• [EXTRACTED TEXT]
•••

Islamabad, (PTI): The ratio of foreign debt of cash-strapped Pakistan has shot up from 36.9 per cent in FY22 to 38.3 per cent in FY23, according to a media report on Friday.

The Ministry of Finance’s Annual Debt Review and Public Debt Bulletin FY2023 comes amid unchecked domestic inflation as the cash-strapped Pakistan’s economy has been in a free-fall mode for the last several years.

Terming it as “an alarming development”, Geo News said, the FY2023 Bulletin shows that “the total public debt peaked at Rs 62.88 trillion till the end of June 2023 against Rs 49.2 trillion, indicating that the total public debt increased by Rs 13.64 trillion during the last fiscal year 2022-23 in the tenure of Pakistan Democratic Movement (PDM) coalition government.” After giving details of the total outstanding guarantees to public sector enterprises, those issued to the oil and gas sector and the guarantees issued against commodity operations, the report said, the ratio of domestic debt to total public debt in percentage has gone down from 63.1 per cent in FY22 to 61.7 per cent in FY23, but at the same time, the ratio of foreign debt has gone up from 36.9 per cent to 38.3 per cent, showing an increase in the ratio of foreign loans by 1.4 per cent.

“The incidence of foreign loans going up clearly indicates that the pace of accumulation of foreign debt has outpaced domestic debt mainly because of massive depreciation on account of the exchange rate,” the GeoTV report said.

•••

• [PROVIDED DATA]
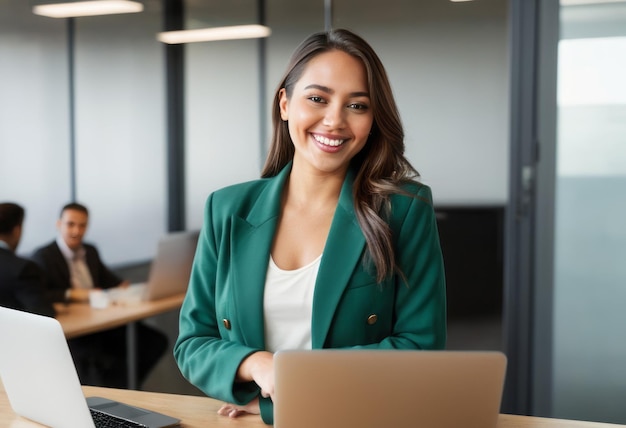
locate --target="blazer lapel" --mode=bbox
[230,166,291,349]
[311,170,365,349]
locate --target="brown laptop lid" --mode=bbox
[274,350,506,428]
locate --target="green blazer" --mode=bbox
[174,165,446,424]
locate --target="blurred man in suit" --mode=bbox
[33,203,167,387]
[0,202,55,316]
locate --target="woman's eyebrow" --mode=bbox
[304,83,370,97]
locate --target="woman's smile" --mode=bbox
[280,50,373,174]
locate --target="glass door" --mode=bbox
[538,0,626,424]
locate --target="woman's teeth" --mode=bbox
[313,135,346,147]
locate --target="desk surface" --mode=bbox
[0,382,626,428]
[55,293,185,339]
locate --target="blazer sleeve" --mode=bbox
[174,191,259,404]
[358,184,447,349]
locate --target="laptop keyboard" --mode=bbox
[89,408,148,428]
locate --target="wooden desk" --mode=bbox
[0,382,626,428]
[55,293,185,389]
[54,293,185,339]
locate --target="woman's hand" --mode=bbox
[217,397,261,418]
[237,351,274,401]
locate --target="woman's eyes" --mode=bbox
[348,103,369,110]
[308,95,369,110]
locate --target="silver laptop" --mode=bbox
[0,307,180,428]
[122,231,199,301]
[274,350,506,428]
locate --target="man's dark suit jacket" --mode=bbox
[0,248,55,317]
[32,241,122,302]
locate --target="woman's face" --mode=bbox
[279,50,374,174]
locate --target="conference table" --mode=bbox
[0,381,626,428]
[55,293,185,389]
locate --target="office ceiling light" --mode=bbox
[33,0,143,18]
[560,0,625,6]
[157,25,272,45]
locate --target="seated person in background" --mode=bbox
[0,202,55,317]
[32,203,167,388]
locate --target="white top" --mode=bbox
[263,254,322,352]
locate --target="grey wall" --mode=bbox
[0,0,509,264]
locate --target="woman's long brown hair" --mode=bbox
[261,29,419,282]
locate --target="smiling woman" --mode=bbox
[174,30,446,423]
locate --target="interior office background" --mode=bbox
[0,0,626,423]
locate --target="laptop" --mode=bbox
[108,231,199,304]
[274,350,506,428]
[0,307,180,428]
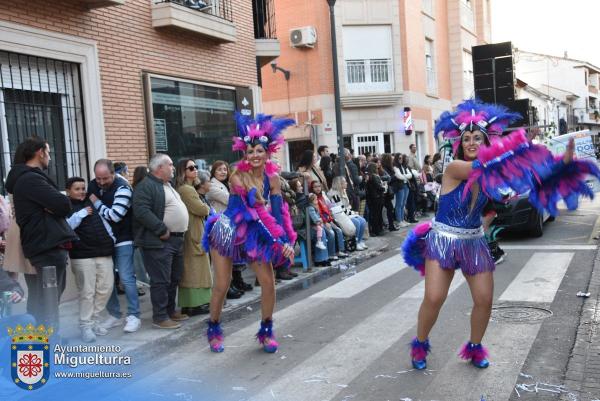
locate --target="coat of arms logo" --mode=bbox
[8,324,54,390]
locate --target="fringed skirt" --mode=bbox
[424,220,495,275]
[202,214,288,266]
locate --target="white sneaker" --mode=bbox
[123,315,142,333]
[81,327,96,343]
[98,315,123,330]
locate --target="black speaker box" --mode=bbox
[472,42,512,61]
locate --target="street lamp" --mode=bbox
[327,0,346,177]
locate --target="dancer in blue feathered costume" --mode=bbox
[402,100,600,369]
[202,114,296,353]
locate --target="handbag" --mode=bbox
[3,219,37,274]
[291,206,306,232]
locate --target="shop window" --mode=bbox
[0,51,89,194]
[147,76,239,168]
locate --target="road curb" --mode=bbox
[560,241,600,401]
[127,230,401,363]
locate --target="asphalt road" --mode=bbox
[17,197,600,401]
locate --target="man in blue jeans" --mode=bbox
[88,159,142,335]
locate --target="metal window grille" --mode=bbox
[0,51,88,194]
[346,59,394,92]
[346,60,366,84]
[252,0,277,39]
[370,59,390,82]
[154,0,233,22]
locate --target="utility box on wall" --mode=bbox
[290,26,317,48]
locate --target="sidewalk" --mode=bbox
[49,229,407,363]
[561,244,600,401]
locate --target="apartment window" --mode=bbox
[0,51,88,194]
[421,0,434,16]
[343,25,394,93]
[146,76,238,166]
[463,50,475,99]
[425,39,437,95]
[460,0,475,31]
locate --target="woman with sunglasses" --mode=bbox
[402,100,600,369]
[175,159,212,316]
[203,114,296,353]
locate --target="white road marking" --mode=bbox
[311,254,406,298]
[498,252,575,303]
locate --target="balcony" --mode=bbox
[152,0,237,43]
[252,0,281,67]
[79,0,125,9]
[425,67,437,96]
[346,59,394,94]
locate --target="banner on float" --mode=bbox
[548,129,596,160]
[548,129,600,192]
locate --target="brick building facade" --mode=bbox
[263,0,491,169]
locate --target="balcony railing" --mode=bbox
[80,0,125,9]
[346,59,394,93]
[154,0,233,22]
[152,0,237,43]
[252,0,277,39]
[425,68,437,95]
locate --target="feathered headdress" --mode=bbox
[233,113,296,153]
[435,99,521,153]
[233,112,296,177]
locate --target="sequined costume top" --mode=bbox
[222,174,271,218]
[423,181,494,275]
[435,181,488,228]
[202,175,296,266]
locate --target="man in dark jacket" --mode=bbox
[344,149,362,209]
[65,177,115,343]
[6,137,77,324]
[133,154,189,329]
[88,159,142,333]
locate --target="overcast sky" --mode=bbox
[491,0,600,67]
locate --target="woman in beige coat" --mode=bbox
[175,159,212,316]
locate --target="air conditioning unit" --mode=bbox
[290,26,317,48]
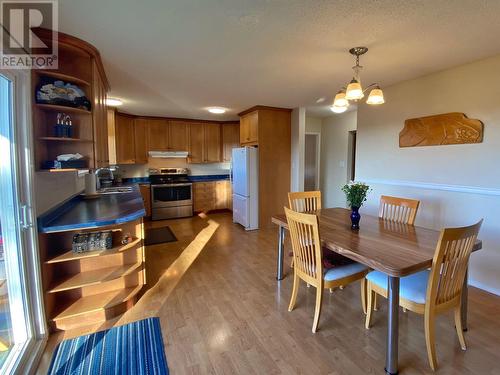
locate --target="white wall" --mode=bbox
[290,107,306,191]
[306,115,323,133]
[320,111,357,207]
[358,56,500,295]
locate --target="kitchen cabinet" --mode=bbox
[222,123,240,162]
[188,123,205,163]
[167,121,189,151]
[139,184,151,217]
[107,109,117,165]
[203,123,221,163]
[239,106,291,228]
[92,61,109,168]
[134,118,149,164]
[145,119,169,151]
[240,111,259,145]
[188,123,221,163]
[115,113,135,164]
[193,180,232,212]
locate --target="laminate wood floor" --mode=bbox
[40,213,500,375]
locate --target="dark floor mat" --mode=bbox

•••

• [WORK TO DO]
Please revise the Pakistan debt report from the part that opens with the words "Terming it as" through the words "1.4 per cent.", replacing "fiscal year" with "financial year".

• [RESULT OF THE TASK]
Terming it as “an alarming development”, Geo News said, the FY2023 Bulletin shows that “the total public debt peaked at Rs 62.88 trillion till the end of June 2023 against Rs 49.2 trillion, indicating that the total public debt increased by Rs 13.64 trillion during the last financial year 2022-23 in the tenure of Pakistan Democratic Movement (PDM) coalition government.” After giving details of the total outstanding guarantees to public sector enterprises, those issued to the oil and gas sector and the guarantees issued against commodity operations, the report said, the ratio of domestic debt to total public debt in percentage has gone down from 63.1 per cent in FY22 to 61.7 per cent in FY23, but at the same time, the ratio of foreign debt has gone up from 36.9 per cent to 38.3 per cent, showing an increase in the ratio of foreign loans by 1.4 per cent.